| What you should do |
Update the records below by replacing "batch C" with "batch D" everywhere it occurs, leaving everything else unchanged and omitting the pictures from your answer.

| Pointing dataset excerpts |
◇ ◇ ◇ ◇ ◇

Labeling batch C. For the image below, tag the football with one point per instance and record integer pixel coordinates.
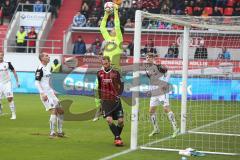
(108, 7)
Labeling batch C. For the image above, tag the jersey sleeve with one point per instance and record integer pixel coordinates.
(38, 74)
(99, 85)
(103, 28)
(121, 83)
(117, 25)
(10, 66)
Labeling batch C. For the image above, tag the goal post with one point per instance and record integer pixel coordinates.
(205, 95)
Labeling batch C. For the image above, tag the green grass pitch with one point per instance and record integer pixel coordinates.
(26, 138)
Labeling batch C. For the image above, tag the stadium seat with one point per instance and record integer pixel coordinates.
(196, 8)
(221, 9)
(228, 11)
(230, 3)
(189, 10)
(208, 10)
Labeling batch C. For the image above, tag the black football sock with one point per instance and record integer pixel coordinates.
(114, 130)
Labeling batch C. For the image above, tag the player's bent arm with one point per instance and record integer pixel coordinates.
(99, 86)
(120, 83)
(39, 87)
(14, 73)
(117, 24)
(103, 28)
(16, 77)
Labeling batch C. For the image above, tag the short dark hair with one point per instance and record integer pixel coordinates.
(106, 58)
(122, 29)
(150, 54)
(40, 56)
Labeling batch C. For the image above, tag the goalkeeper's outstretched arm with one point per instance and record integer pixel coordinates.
(117, 24)
(103, 28)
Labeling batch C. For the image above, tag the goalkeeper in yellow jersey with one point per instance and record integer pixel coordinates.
(113, 39)
(113, 46)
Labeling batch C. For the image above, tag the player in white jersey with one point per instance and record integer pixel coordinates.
(6, 84)
(159, 94)
(48, 97)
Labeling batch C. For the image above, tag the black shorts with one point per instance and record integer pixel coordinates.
(112, 108)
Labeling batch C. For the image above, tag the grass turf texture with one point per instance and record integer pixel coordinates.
(27, 137)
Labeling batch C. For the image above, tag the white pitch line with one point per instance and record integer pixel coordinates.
(117, 154)
(216, 122)
(164, 139)
(3, 114)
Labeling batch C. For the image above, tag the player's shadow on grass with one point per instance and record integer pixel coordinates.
(68, 116)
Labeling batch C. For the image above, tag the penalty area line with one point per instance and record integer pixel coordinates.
(117, 154)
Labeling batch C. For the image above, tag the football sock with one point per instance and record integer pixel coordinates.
(12, 107)
(171, 118)
(0, 107)
(52, 122)
(114, 130)
(60, 123)
(120, 128)
(154, 120)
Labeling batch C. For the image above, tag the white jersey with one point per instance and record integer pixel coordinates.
(42, 81)
(5, 68)
(43, 75)
(158, 81)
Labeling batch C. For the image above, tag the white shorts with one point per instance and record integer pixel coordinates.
(6, 90)
(160, 100)
(52, 101)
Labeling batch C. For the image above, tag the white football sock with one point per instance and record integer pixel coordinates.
(154, 120)
(52, 122)
(171, 118)
(60, 123)
(12, 107)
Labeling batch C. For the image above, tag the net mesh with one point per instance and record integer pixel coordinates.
(213, 107)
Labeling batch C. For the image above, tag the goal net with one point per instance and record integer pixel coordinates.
(205, 80)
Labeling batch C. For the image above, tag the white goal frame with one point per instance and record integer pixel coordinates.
(135, 108)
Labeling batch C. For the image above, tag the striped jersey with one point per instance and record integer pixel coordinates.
(109, 84)
(5, 68)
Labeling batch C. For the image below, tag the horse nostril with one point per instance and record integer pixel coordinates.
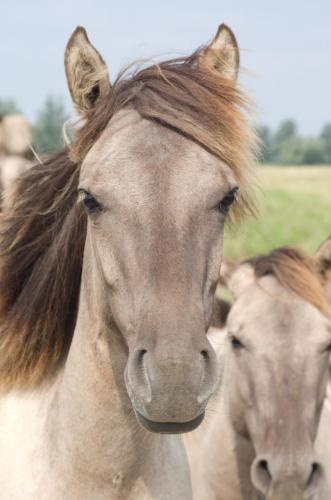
(261, 475)
(316, 473)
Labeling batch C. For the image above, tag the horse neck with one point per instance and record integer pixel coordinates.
(92, 426)
(242, 447)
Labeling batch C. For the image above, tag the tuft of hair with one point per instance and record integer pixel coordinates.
(42, 235)
(194, 100)
(41, 252)
(296, 272)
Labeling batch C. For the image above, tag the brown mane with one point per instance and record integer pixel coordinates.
(42, 236)
(296, 272)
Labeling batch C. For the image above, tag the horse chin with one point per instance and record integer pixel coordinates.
(169, 427)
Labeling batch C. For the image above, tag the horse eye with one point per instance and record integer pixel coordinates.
(236, 344)
(90, 203)
(227, 201)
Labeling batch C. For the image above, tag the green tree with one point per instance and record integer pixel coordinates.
(325, 137)
(49, 125)
(8, 106)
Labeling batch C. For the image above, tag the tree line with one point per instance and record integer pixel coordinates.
(48, 126)
(284, 146)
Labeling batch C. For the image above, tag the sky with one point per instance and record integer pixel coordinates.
(285, 47)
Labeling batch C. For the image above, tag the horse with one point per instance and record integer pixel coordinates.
(258, 442)
(15, 154)
(109, 259)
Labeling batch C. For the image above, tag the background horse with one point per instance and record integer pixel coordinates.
(259, 438)
(106, 295)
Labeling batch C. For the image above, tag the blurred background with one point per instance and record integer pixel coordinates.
(286, 54)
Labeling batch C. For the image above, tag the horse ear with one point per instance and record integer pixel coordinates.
(86, 72)
(322, 259)
(222, 54)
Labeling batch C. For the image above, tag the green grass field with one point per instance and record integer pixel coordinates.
(294, 210)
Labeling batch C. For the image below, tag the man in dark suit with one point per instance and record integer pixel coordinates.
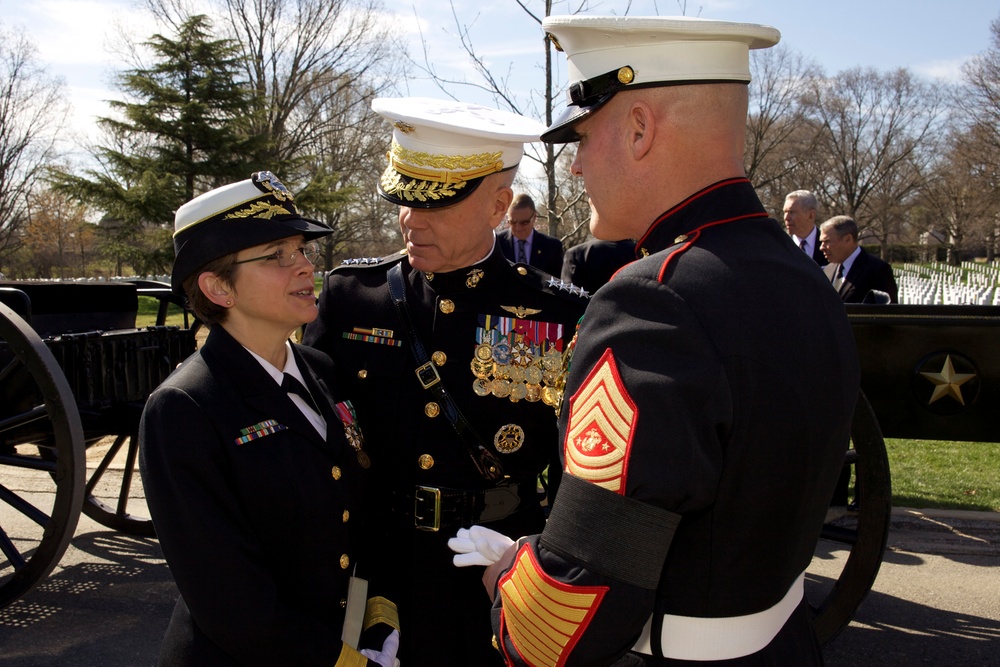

◇ ◇ ◇ ◇ ◇

| Answer to the exercise |
Labeling batch D. For the image below, tag the football with one point per instance and record integer pixel coordinates.
(108, 7)
Labeling batch D. For the image above, tag the jersey sleeve with one point per instance and record integer pixel coordinates.
(38, 74)
(99, 85)
(103, 28)
(121, 83)
(117, 25)
(10, 66)
Labeling batch D. For the image above, tag the goal post with one point per instance and record integer pixel coordinates.
(205, 95)
Labeling batch D. For the image above, tag the green grass pitch with one point per instance and record integer pixel coordinates.
(26, 138)
Labeling batch D. For the image above, tag the stadium seat with one point per instance and record integer pixel coordinates.
(196, 8)
(221, 9)
(228, 11)
(230, 3)
(189, 10)
(208, 10)
Labeling batch D. For the image above, tag the black football sock with one point per instance and record integer pixel coordinates.
(114, 130)
Labeling batch D. For the image above, tag the player's bent arm with one point per instance and record integer pixel coordinates.
(99, 86)
(120, 83)
(39, 87)
(14, 73)
(117, 24)
(103, 28)
(16, 77)
Labeling batch D. For the image above, tag the short dark hair with one point per instance and record integer pixel coordinates.
(106, 58)
(122, 29)
(150, 54)
(40, 56)
Labeling batch D. For the image above, tag the goalkeeper's outstretched arm with one point per instance and record integer pixel coordinates.
(117, 24)
(103, 28)
Labeling batch D. For the image above, tag the goalkeeper in yellow jersey with one point per instance and record integer pixel coordinates.
(113, 39)
(113, 46)
Labeling batch D. For the image above, tag the player in white jersey with one point per instance and record integer pixel coordinates.
(6, 84)
(159, 94)
(48, 97)
Labeling batch D. For the image above, tag the black shorts with one point per instance and record integer pixel coordinates.
(112, 108)
Labeling batch D. For the image above, tag the grass turf texture with one point per instance and record integer pixel coordinates.
(27, 137)
Labeling batch D. For the image above, tag the white pitch line with one point per instance and record integer pixel coordinates.
(117, 154)
(216, 122)
(164, 139)
(3, 114)
Labeling batch D. For the image above, tag the player's shadow on grass with one point per instance and record integer pixel coordinates.
(68, 116)
Labeling batch D. For the image above, tag the penalty area line with one point per instance and record integer pixel coordinates.
(117, 154)
Labeling batch D. For the image above, tag the football sock with one point per instance and record integer pixel coordinates.
(12, 107)
(171, 118)
(0, 107)
(52, 122)
(114, 130)
(60, 123)
(120, 128)
(154, 120)
Labeling batch D. For the image above, tag the white jersey with one point per instance and record integer pixel coordinates.
(42, 81)
(5, 68)
(43, 75)
(158, 81)
Labeling batch D. For the image above, tag the white shorts with one point per instance and record integer pixel coordinates.
(6, 90)
(160, 100)
(52, 101)
Labeling batch D. For the image above, tag the white football sock with one point per instance and record integer pixel coordinates.
(154, 120)
(52, 122)
(171, 118)
(60, 123)
(12, 107)
Labeling batch D. For the image above, tag the net mesh with one point per instance and record integer pixel coordinates.
(213, 107)
Labeling batch D. For the image above, tag the goal net with one point per instance and record integer pixel coordinates.
(205, 80)
Labeling batch D. For the image above, tag the white goal frame with one point per instance and record integer pixel coordinates.
(135, 108)
Labeling batch D. For the image above, tag the striped jersey with one point per instance and record integer pixel coordinates.
(109, 84)
(5, 68)
Labeling batch D. For the image below, tag the horse nostril with one point per instance and record integer pixel coordinates.
(261, 475)
(316, 473)
Labeling batch D. For the image above, tag the horse neck with one point per instance and record integer pixel coordinates.
(92, 426)
(242, 447)
Labeling batch D. For the image above, tag the tuft of hair with one point per instance and record integer pixel coordinates.
(42, 235)
(194, 100)
(41, 252)
(296, 272)
Labeling batch D. For the image above, tag the brown mane with one point per instance and record integer pixel coordinates.
(42, 236)
(296, 272)
Labeling batch D. For the image above, tag the horse chin with one point per instance and record integer pixel coordinates.
(169, 427)
Labeling batch D. For the image above, tag the horse eye with one point per instance and record integer pixel coordinates.
(236, 344)
(90, 203)
(227, 201)
Labeling batch D. For the image above, tag the green tree with one point per instance and record integer pixel coordinates.
(325, 137)
(49, 125)
(8, 106)
Labeling batch D. For the image above, tag the tree line with one point per instance and record integer pixel coordinates.
(48, 126)
(284, 146)
Labeling batch D. For the image above, tag the sky with one point per instance and record integer pixel coordinates.
(285, 47)
Labeling batch D. For the image above, tag the horse with one point per instance and record integer pixel coordinates.
(258, 442)
(15, 154)
(109, 259)
Labeling batch D. For the image above, tag the background horse with one point per instance and record integer pixel coordinates.
(259, 438)
(106, 295)
Labeling batch D. For the image above, tag the blurred background with one point per instance and record integer pixel coordinates.
(286, 54)
Labeling batch D. For the image above, tag the horse ear with one point per instance and record integer pixel coordinates.
(86, 72)
(322, 259)
(222, 54)
Labeling batch D. For the image above, tag the green grass field with one point per instance and record integer pixel coordinates.
(294, 210)
Labeling batch D. For the image below, tag the man in dark suit with one point per instance and record integer pixel coordinates.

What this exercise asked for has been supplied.